--- start ---

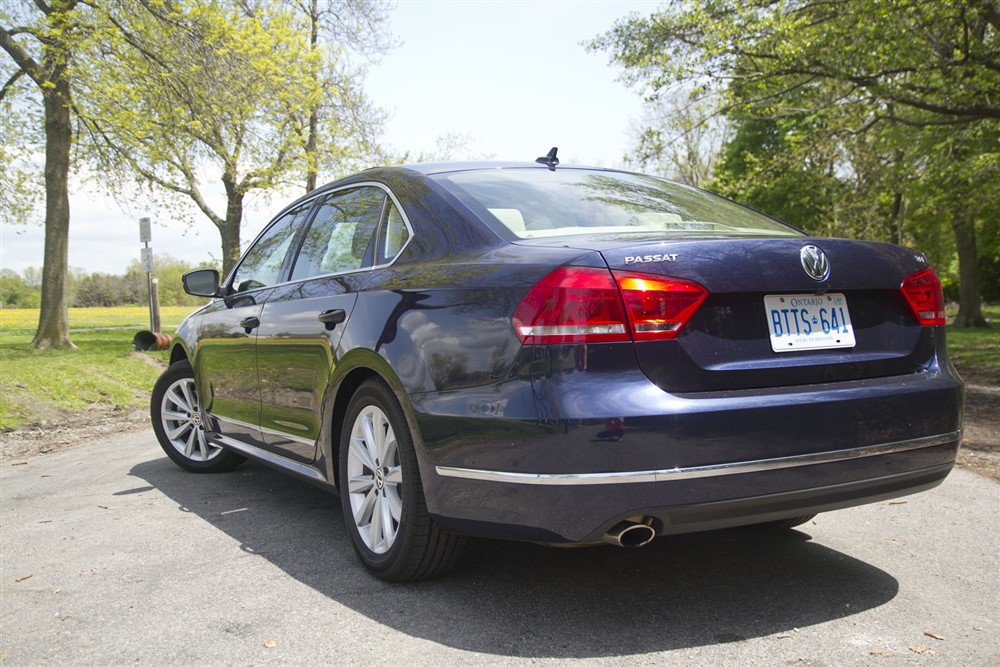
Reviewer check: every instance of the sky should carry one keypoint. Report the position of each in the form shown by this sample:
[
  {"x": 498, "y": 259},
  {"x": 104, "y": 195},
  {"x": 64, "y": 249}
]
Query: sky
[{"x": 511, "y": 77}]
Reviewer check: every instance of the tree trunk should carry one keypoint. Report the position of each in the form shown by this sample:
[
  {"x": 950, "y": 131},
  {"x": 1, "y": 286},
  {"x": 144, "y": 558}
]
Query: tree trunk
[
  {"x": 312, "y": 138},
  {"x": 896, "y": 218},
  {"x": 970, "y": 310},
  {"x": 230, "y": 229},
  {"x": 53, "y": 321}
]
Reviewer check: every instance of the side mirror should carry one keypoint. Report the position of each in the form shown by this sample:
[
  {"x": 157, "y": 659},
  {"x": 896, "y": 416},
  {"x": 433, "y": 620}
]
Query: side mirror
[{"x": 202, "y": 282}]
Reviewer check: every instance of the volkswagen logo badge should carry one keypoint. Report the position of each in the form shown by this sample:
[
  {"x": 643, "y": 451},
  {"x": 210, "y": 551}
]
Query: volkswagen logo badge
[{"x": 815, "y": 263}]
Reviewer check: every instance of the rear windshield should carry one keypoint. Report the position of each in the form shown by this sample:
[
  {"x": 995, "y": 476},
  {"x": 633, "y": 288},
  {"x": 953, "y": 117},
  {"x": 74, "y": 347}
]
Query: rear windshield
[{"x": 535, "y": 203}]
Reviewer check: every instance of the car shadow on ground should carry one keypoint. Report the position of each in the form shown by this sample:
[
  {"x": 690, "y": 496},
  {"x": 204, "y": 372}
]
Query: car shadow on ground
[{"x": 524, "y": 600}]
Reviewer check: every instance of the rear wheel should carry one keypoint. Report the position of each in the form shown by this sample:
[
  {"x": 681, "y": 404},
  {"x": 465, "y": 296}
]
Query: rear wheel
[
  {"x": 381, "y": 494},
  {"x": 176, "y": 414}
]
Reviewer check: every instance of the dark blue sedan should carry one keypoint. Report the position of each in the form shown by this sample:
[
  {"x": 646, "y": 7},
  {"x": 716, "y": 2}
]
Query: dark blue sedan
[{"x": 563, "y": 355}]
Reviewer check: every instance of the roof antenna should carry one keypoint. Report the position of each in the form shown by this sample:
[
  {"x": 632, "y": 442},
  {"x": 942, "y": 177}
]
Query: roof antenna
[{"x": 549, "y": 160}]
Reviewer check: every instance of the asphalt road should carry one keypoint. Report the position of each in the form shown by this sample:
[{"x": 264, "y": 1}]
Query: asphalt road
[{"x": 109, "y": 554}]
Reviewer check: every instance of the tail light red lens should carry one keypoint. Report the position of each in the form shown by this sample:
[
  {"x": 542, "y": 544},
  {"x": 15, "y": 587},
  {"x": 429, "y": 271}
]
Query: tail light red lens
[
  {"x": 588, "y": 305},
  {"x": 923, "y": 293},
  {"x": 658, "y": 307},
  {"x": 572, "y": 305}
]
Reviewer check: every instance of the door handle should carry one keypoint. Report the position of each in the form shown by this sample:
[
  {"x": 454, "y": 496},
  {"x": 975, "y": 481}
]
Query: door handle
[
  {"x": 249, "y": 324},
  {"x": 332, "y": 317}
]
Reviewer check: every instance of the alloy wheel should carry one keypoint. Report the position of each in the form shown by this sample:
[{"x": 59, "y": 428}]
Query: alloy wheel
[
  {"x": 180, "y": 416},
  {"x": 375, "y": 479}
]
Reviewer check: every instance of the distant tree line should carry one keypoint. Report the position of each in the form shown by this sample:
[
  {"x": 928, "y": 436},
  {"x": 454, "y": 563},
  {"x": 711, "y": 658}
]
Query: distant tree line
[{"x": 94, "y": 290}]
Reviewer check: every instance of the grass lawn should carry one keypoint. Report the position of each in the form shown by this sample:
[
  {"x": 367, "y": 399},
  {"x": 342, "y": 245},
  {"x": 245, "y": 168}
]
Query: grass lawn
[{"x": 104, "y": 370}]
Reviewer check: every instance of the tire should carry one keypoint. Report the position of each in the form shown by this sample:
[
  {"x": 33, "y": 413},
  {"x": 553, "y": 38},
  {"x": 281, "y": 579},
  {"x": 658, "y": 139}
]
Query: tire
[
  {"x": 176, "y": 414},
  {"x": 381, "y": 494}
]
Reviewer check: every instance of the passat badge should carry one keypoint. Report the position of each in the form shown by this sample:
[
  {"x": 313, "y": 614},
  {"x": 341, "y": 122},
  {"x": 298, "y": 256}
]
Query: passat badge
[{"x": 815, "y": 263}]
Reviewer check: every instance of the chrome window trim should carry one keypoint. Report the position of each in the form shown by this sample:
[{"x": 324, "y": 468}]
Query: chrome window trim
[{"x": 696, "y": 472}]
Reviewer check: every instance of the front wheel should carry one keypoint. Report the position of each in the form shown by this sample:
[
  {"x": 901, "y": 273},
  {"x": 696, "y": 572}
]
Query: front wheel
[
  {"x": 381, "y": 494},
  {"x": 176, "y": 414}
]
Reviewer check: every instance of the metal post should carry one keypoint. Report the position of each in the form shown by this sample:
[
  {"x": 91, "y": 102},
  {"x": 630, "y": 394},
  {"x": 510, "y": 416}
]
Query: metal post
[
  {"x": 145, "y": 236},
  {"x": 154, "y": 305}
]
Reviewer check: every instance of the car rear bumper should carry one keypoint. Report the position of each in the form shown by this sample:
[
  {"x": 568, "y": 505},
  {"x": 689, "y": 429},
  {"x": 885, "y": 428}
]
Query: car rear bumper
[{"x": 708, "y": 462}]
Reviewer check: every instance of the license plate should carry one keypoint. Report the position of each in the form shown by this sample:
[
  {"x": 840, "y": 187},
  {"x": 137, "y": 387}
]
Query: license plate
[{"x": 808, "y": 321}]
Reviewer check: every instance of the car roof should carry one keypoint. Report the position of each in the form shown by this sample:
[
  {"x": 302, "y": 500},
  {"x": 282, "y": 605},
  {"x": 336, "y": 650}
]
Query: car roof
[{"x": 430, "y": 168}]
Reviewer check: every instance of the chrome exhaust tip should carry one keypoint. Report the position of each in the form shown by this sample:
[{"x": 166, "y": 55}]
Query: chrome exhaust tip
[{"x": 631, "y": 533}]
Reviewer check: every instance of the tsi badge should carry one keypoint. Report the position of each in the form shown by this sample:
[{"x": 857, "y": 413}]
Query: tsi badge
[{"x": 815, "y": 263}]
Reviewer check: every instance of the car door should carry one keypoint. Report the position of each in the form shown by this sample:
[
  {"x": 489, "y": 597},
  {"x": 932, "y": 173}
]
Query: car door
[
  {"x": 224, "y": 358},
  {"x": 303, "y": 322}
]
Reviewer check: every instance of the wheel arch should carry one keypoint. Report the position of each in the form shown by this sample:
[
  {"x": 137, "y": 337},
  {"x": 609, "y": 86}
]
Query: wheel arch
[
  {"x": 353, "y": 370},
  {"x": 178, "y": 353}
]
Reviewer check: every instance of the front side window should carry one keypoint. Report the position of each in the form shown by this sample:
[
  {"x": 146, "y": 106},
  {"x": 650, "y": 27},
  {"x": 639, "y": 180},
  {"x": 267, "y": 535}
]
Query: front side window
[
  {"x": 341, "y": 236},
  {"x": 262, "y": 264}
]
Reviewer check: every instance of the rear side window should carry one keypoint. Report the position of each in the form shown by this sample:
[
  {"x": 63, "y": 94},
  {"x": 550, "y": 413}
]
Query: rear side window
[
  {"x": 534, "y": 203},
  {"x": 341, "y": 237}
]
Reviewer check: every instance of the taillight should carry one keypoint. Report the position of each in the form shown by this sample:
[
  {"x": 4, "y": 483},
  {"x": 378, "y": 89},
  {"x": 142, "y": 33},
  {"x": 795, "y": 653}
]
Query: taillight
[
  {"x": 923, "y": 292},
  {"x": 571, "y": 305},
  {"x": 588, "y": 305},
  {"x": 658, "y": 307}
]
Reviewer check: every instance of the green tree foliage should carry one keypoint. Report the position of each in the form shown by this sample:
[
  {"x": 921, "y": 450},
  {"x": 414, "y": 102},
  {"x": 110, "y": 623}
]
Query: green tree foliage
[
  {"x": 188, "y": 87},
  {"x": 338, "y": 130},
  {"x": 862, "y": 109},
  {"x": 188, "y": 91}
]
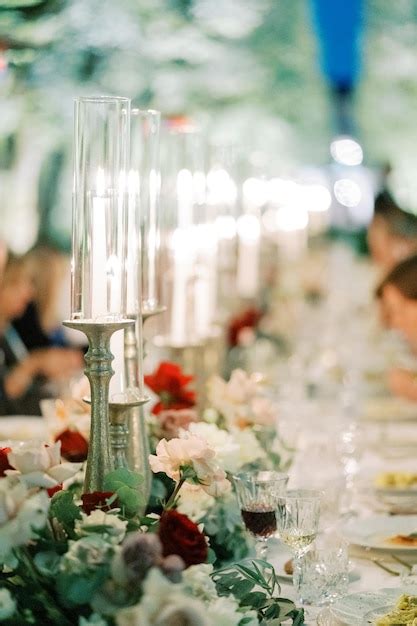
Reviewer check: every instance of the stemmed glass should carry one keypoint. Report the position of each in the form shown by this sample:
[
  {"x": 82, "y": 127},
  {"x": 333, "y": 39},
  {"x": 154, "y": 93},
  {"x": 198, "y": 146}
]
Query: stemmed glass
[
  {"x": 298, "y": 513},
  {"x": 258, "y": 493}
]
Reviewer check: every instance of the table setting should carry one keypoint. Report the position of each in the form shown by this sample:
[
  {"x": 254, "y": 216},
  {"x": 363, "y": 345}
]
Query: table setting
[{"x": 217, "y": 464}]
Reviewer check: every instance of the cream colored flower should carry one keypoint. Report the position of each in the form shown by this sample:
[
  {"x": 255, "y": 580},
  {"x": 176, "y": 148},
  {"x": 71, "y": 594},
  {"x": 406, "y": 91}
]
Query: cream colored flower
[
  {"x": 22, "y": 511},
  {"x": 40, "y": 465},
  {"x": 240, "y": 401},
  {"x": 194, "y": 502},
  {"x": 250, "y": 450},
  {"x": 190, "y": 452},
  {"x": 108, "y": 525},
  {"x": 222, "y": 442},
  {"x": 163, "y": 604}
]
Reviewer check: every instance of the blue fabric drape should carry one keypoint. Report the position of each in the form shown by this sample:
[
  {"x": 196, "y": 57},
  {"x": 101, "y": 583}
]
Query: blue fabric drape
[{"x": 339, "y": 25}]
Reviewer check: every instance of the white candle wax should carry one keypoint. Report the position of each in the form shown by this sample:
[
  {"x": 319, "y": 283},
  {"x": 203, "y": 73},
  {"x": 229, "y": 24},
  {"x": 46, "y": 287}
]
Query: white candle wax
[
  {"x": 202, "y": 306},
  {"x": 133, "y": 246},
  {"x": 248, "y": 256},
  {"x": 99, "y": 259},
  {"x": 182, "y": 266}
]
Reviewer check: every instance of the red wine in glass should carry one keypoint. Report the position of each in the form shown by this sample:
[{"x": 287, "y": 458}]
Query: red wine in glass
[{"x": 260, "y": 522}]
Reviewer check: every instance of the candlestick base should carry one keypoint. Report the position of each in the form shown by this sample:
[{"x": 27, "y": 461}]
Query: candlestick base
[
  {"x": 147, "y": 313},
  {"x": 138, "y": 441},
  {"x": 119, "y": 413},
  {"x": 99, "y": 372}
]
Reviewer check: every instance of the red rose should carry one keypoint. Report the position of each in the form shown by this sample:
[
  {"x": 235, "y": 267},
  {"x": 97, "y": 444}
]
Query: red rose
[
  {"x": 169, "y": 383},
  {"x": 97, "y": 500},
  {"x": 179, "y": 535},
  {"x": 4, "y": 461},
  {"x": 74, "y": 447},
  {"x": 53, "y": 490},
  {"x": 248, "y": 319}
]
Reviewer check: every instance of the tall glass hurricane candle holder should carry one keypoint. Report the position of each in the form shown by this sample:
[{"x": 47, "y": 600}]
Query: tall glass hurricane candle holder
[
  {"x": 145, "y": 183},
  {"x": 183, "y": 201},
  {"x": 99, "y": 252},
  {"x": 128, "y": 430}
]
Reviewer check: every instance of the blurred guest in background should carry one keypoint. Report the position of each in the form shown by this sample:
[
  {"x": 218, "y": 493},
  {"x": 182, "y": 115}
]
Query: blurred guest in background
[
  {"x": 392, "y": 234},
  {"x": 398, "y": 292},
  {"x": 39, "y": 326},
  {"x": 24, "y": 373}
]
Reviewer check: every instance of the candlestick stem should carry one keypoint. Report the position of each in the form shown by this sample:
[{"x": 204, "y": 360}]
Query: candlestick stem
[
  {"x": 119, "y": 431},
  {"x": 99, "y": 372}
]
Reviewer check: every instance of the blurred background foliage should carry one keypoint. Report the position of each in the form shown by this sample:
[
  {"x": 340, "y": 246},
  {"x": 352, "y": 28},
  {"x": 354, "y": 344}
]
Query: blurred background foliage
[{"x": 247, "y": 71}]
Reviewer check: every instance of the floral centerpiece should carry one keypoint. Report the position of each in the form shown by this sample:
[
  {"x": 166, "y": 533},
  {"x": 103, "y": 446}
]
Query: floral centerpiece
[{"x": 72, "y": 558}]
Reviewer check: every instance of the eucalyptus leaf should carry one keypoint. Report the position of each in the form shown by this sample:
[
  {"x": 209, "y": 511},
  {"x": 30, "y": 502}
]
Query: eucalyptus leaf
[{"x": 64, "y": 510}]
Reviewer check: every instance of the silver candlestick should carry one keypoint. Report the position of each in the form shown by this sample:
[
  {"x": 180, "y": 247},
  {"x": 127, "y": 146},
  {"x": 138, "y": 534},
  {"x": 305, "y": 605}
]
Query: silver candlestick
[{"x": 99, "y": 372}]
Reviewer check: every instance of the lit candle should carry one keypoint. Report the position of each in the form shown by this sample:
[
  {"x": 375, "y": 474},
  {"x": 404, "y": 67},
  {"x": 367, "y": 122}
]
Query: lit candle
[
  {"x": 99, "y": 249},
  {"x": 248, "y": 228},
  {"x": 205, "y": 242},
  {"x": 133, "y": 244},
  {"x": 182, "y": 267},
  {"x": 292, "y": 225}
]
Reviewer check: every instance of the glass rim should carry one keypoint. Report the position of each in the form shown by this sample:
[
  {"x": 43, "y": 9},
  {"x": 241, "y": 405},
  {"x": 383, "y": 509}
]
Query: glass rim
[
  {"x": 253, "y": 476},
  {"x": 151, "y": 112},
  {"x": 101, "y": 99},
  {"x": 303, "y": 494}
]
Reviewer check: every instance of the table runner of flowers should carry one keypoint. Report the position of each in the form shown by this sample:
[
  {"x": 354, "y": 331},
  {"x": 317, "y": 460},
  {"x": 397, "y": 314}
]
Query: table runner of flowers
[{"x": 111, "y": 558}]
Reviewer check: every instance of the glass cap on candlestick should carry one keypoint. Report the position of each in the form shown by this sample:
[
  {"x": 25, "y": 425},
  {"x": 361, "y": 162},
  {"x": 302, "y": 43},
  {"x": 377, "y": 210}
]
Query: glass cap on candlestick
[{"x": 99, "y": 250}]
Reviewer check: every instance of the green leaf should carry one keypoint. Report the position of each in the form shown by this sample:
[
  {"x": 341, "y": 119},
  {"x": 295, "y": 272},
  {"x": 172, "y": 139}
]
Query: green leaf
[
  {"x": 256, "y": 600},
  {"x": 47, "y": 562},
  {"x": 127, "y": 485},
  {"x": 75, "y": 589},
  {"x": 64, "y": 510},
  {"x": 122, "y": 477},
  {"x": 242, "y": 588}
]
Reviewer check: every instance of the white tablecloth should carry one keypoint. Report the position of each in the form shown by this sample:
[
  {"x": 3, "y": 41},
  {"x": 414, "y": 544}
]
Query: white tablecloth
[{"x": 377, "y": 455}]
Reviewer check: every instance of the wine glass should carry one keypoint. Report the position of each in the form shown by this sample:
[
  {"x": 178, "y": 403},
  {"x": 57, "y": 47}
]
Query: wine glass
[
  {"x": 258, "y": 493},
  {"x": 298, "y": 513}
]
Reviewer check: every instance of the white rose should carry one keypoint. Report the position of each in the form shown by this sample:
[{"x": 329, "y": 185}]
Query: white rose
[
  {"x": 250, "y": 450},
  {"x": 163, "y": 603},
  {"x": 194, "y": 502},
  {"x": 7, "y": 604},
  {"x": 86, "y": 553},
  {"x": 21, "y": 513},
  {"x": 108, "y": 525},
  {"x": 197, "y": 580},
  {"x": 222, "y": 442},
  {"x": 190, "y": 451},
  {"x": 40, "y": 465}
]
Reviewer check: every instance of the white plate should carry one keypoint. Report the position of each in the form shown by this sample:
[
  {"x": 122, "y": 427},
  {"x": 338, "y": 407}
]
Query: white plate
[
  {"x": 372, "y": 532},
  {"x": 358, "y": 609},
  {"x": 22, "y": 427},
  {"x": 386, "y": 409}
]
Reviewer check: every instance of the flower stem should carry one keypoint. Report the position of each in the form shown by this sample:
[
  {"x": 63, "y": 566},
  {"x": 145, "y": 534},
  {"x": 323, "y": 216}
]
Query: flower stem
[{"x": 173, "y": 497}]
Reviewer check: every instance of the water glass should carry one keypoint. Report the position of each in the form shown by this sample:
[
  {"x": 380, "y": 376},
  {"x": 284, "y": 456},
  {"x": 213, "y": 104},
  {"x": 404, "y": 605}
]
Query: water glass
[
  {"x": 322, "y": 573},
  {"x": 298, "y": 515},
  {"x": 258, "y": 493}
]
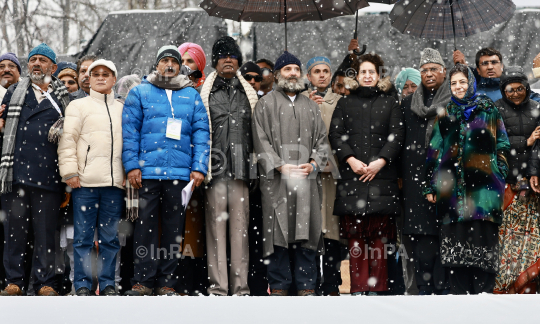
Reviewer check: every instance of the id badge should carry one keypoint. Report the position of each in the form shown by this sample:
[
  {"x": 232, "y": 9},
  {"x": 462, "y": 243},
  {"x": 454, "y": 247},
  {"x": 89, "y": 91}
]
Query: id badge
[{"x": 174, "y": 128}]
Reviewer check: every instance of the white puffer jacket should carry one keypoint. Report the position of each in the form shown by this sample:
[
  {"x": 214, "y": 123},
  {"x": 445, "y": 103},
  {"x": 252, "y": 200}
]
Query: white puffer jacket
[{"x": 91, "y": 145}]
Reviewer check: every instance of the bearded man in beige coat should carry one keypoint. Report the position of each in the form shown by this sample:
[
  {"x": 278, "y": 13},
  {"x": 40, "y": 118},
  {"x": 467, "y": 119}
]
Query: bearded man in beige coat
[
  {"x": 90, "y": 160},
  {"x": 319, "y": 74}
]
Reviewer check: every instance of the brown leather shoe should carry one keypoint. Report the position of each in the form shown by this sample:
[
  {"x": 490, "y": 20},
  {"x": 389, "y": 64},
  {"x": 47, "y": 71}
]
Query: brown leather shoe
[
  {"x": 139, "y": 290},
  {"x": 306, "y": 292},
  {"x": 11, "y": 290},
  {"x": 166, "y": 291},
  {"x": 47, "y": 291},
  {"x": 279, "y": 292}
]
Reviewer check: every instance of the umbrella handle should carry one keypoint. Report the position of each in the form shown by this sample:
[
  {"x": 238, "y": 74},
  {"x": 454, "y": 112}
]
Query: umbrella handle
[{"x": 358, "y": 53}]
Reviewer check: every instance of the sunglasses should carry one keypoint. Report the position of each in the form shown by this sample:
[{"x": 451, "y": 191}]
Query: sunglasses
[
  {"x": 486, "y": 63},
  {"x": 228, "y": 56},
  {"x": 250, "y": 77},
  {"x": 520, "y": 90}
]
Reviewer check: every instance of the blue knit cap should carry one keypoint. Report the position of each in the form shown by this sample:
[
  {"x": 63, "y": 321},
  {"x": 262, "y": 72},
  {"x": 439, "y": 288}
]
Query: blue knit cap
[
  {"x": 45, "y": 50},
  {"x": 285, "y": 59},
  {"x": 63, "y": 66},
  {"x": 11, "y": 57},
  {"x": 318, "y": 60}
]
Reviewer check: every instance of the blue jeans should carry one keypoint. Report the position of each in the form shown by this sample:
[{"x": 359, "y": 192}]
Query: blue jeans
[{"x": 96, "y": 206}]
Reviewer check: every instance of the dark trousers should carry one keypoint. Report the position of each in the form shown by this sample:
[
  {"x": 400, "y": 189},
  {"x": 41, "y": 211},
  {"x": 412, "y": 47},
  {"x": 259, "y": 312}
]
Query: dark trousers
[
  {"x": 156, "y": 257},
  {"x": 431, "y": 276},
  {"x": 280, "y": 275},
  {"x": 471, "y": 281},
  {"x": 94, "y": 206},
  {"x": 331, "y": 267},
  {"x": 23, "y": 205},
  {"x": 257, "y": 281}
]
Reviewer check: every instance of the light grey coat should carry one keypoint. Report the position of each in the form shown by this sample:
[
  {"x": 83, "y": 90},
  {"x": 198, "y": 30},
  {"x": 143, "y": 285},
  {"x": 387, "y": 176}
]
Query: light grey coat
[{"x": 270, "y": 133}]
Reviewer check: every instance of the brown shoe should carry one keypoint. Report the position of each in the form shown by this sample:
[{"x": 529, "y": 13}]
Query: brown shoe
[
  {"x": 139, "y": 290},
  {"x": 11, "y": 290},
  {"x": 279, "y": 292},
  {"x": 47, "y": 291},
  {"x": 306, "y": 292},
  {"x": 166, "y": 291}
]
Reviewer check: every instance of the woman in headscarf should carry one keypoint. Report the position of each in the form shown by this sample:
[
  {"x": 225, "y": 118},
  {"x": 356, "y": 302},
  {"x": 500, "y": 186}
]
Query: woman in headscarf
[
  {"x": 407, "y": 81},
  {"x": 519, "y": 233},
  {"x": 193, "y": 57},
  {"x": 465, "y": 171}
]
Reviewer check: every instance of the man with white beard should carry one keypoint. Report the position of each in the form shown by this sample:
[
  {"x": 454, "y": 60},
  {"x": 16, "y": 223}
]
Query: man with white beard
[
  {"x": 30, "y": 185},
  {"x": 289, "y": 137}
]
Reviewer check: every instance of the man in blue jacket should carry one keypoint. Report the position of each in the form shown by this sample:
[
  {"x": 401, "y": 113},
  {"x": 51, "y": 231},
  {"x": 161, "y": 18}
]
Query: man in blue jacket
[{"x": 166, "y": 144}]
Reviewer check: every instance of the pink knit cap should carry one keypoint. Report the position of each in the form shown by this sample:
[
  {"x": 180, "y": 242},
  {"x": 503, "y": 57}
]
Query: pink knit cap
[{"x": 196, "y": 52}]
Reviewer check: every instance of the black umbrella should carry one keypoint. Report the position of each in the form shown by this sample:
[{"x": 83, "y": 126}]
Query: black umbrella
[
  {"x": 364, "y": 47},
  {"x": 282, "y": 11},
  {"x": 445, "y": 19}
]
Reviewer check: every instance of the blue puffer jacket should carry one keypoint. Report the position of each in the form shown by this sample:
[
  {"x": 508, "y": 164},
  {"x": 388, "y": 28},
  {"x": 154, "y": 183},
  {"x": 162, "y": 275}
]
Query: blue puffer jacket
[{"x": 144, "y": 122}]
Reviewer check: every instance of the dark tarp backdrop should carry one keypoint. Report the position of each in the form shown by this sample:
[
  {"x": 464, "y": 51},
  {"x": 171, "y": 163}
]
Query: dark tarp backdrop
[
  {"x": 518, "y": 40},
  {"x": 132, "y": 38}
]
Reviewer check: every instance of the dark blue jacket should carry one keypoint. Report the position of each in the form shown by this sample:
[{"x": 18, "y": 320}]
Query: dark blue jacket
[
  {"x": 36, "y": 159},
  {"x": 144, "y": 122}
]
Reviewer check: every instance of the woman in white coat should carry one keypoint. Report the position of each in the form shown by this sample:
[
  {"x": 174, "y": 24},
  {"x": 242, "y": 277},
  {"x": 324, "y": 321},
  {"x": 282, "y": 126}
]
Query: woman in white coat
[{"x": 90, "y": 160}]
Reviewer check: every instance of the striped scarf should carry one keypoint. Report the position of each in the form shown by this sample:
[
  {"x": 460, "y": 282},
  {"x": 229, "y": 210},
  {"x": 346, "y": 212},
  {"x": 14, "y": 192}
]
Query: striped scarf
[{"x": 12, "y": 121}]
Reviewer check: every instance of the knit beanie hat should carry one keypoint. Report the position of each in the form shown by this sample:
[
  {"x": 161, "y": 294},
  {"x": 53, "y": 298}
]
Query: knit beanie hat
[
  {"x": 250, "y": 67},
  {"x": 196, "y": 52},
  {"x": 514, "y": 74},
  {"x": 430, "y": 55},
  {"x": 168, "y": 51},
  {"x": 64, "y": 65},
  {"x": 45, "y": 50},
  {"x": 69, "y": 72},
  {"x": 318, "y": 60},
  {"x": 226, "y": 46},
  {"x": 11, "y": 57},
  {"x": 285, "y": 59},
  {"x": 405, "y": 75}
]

--- end ---

== TASK REQUIREMENTS ==
Give back exactly the lines that run from the line with "Reviewer check: every instance of the striped" through the close of the material, counting both ends, and nothing more.

== FULL RESPONSE ==
Reviewer check: every instance of the striped scarf should carry one keypoint. Report the position of each in the form shown by this sample:
[
  {"x": 460, "y": 282},
  {"x": 229, "y": 210},
  {"x": 346, "y": 212},
  {"x": 14, "y": 192}
]
Query: striped scarf
[{"x": 12, "y": 121}]
Reviewer check: every instance of the knit beanie hat should carry one keypoint. Report the position of each in the form shown by this sample:
[
  {"x": 161, "y": 294},
  {"x": 53, "y": 298}
]
Query: knit beanie hat
[
  {"x": 250, "y": 67},
  {"x": 196, "y": 52},
  {"x": 514, "y": 74},
  {"x": 430, "y": 55},
  {"x": 168, "y": 51},
  {"x": 64, "y": 65},
  {"x": 45, "y": 50},
  {"x": 69, "y": 72},
  {"x": 318, "y": 60},
  {"x": 226, "y": 46},
  {"x": 11, "y": 57},
  {"x": 285, "y": 59},
  {"x": 405, "y": 75}
]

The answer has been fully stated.